> **PROVIDED DATA**:
————
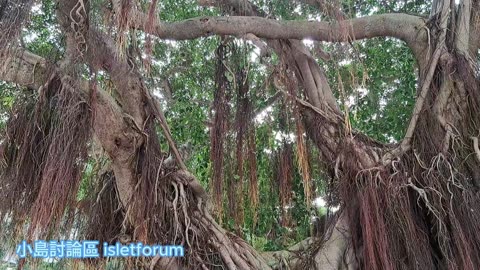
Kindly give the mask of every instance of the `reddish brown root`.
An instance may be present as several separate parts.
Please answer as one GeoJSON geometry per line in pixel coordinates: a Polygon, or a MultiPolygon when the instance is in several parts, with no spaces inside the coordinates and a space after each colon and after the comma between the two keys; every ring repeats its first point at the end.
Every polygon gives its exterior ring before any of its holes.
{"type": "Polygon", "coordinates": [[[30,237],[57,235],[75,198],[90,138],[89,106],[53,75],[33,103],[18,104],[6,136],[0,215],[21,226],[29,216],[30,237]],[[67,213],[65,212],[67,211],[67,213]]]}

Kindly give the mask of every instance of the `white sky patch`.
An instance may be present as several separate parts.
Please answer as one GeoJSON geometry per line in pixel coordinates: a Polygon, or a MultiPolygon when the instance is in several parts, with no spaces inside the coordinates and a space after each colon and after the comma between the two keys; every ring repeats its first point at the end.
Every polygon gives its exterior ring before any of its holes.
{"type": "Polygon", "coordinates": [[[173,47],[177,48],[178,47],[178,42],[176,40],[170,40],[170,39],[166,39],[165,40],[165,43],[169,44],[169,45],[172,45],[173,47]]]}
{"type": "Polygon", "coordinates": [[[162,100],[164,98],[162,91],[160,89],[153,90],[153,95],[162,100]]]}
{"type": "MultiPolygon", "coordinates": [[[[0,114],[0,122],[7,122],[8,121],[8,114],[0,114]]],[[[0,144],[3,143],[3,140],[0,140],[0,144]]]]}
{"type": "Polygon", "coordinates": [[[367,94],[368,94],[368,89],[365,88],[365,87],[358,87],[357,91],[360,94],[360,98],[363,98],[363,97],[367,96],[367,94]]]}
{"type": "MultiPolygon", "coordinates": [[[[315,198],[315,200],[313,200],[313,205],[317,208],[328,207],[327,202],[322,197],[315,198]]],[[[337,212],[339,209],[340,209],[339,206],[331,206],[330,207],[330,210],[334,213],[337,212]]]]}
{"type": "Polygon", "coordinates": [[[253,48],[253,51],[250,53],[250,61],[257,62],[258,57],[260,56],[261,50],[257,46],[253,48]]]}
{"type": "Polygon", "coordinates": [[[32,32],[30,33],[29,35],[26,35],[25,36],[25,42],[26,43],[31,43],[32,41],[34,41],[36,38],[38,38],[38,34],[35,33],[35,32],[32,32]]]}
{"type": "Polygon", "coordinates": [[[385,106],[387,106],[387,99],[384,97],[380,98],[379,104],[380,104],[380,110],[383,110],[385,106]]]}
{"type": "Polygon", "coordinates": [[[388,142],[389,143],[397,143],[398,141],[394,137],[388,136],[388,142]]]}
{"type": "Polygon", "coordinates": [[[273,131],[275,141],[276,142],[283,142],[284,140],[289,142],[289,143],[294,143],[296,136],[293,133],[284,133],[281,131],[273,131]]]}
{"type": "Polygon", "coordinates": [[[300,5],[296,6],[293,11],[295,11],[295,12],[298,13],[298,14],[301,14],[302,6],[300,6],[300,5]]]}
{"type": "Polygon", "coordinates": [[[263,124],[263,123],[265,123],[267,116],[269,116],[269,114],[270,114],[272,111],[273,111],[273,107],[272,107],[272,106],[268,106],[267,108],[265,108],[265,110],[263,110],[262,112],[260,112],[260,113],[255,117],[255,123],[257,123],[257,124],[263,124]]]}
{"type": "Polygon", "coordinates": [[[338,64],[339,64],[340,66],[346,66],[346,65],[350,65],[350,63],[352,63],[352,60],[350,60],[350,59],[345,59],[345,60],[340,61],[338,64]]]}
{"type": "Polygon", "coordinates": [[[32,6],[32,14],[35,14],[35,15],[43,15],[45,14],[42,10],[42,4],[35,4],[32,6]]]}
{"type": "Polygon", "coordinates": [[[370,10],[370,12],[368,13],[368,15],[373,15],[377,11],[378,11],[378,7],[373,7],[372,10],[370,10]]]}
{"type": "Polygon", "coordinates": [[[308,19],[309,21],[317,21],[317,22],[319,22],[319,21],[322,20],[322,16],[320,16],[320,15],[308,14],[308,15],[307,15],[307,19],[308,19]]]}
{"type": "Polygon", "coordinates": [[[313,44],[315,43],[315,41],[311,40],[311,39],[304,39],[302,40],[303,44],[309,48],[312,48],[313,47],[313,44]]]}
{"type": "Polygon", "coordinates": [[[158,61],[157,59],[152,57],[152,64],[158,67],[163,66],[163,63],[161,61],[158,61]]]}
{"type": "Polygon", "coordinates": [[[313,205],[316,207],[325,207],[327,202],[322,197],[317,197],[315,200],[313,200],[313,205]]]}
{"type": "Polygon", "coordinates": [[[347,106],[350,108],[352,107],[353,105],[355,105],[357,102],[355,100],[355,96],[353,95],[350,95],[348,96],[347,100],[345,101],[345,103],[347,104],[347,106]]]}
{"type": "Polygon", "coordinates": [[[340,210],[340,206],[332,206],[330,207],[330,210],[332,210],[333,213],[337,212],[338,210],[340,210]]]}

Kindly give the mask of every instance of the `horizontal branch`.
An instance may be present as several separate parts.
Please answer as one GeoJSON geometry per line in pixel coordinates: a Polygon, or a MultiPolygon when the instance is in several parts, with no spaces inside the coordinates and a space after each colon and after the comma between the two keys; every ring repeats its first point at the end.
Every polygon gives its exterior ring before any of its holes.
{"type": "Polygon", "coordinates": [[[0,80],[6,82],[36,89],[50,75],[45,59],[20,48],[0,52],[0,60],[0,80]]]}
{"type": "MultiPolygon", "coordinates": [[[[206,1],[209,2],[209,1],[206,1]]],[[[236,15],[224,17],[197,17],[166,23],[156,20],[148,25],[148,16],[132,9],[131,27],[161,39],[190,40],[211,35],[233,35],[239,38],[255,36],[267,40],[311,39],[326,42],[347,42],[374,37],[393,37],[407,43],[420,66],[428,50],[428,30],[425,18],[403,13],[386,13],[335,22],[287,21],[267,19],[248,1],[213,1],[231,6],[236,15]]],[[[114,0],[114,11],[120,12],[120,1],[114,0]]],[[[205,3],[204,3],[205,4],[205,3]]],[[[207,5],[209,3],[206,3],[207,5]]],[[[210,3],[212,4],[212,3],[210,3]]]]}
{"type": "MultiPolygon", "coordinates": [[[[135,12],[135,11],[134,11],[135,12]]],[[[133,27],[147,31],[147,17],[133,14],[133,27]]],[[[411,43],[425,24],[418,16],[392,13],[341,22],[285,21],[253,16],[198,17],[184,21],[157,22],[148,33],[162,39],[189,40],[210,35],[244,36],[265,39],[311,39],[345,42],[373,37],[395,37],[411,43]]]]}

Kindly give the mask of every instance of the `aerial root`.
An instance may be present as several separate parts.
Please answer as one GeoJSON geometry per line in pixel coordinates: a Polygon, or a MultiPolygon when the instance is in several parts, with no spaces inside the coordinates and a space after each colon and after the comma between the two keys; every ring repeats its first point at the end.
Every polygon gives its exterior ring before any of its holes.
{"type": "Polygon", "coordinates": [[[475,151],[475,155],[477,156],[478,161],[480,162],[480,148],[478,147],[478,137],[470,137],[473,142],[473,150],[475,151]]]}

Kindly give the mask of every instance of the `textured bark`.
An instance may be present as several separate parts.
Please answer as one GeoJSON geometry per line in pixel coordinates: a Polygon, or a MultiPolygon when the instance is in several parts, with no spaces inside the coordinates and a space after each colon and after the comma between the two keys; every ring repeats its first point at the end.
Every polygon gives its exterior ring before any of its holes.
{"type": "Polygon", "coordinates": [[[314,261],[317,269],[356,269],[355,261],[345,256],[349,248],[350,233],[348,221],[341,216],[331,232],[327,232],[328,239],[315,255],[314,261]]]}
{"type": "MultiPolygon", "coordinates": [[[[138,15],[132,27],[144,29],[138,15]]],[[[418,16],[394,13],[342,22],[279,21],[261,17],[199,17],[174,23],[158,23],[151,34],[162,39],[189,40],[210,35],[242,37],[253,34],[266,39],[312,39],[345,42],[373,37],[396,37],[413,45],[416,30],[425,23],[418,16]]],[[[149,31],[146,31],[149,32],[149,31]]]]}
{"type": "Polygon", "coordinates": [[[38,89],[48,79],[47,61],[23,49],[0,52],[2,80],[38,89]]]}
————
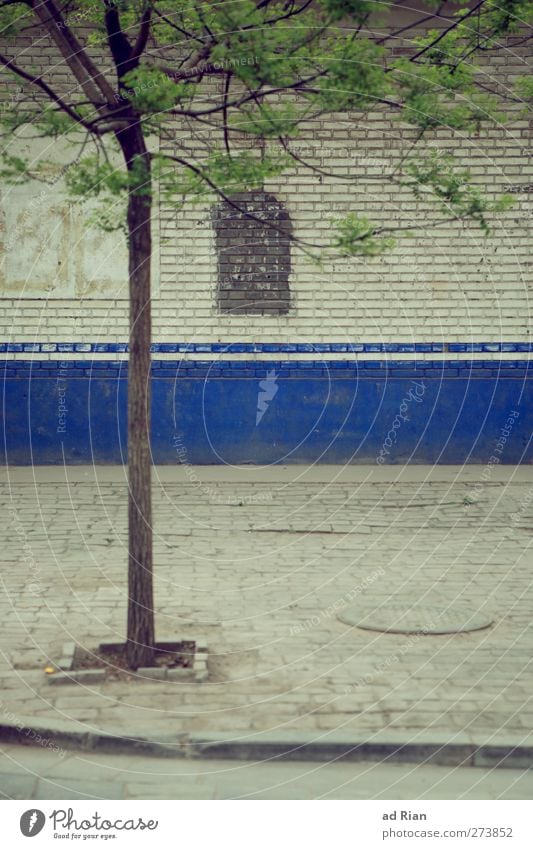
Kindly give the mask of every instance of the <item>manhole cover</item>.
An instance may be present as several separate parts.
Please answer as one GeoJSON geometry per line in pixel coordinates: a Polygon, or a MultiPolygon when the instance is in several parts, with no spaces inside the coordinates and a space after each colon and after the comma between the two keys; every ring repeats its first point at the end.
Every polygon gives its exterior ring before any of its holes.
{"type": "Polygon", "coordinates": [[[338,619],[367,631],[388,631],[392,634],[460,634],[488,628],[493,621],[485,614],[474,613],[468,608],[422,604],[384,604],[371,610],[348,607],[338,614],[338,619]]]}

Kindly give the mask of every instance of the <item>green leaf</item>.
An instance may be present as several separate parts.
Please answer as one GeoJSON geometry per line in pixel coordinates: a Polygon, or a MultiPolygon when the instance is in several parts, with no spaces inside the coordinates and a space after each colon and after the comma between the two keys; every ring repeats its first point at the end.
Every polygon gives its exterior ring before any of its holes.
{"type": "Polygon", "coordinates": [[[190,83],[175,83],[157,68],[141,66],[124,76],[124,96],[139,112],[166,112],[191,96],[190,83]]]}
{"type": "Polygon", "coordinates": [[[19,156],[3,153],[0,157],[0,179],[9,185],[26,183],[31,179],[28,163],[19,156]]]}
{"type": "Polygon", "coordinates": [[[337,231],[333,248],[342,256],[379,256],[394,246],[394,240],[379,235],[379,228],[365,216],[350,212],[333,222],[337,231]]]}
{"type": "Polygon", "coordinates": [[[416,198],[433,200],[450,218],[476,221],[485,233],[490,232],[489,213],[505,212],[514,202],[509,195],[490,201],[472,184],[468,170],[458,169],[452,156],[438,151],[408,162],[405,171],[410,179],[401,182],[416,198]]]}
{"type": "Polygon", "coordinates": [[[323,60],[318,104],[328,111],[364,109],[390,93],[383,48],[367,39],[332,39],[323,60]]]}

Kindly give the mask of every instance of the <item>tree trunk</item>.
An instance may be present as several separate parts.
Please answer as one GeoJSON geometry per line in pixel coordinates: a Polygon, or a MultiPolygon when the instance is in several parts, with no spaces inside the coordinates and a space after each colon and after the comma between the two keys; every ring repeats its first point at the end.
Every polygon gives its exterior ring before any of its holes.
————
> **WORK ORDER**:
Since only the total is wanted, work out how many lines of the data above contain "item" and state it alone.

> **SOLUTION TO THIS PROBLEM**:
3